Do you notice how God so often uses basic pictures that anyone can understand to illustrate His truth? He compares great spiritual realities to water or bread or light, things that anyone in any culture can perfectly well understand. Now the nationalities do have different characteristics. Although Paul preached an international gospel, he began his message at Athens by indicating a special feature of the Athenians, saying, "... I see how very religious you are" and really meaning that they were superstitious. In this they differed, perhaps, from other nationalities. There are differences between people but nevertheless, so far as the basic principle of faith is concerned, every nation can equally be said to choose to believe. This is open to all. Anyone can believe.

It is certainly clear that anyone can exercise unbelief. In Romans 1, where Paul sets out very clearly the unbelief of men, he remarks that they suppress the truth (v.18), they know God but give Him no honour (v.21), they exchange the truth of God for a lie (v.25) and they refuse to acknowledge God (v.28). Anybody can exercise unfaith. The opposite is also available to all men. In the last analysis anyone can say "No" to himself and commit himself to God. This is that which God sets before all nations, the turning from oneself and casting oneself hopelessly upon God.

Knowing our weakness God has given us a living example of a man of faith. He does not explain faith in theological terms and in some abstract way, but gives all the nations equally the one example of Abraham. Abraham was accepted by God for his faith, which all can imitate. James Strachan rightly says, "Had Abraham won God's favour by his extraordinary merits, he would have been no example to his posterity." There were so many good things said about Abraham that might have commended him to God, but if that had been the case then not only his descendants after him but everybody else in the world would have been able to protest that they could never live up to that standard.

But it was not like that. All the great qualities to be found in Abraham counted for nothing in his search for justification with God. The one thing that mattered, even in his case, was that he turned from himself and cast himself on his Lord. That, anyone can imitate. So we are to be encouraged; faith is possible to all. Now of course we have to translate the gospel into other people's ways of thinking and speaking. That is one of the great enterprises of the missionary movement. But what is to be translated is always the same. The heart of the thing, what we are now considering, is the simple message that what is needed is faith, faith in the Christ of the gospel.

So we come to that grand, original, simple architype -- Abraham. What the New Testament does is to use three verses to bring together the three important parts of the story of Abraham; they are "in you shall all the nations be blessed" (Genesis 12:3); the second is "Abraham believed God and it was counted to him for righteousness" (Genesis 15:6) and the third is again "In you shall all the nations be blessed" (Genesis 22:18). These represent three great stages in the experience of this man or faith, and they are an example to all of us. God spoke to him (Genesis 12), he believed God (Genesis 15), and he acted upon it (Genesis 22).

The first stage is that God gave him the promise. It was the Word of God. He had nothing to go on, for as yet he had no son. But it was the promise of God. The second stage is that he believed God and it was counted to him for righteousness (Genesis 15:6). This is a verse which is quoted three times in the New Testament, being taken up again and again to speak of the response of faith which Abraham made. The third stage shows us Abraham proving his faith by obedience. As James reminds us, in his quotation of Genesis 15:6, Abraham did what he was told, in spite of [65/66] all appearances and perhaps his own better judgment. Against all merely human considerations, he understood that this God in whom he trusted was speaking to him, so he obeyed, and in doing so proved that his faith was genuine. Abraham is the example which God sets before all the nations.

- Problem details:
Answer these questions on the text about faith and Abraham.
1. With what words did Paul begin his message at Athens?
2. Which verse of Romans 1 does the text cite for the statement that men suppress the truth?
3. Which verse does the text say is quoted three times in the New Testament?

(Data taken from a collection)

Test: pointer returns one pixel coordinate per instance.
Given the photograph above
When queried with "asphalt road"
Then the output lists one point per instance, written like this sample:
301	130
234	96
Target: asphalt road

- Exercise response:
1. "... I see how very religious you are"
2. Verse 18
3. Genesis 15:6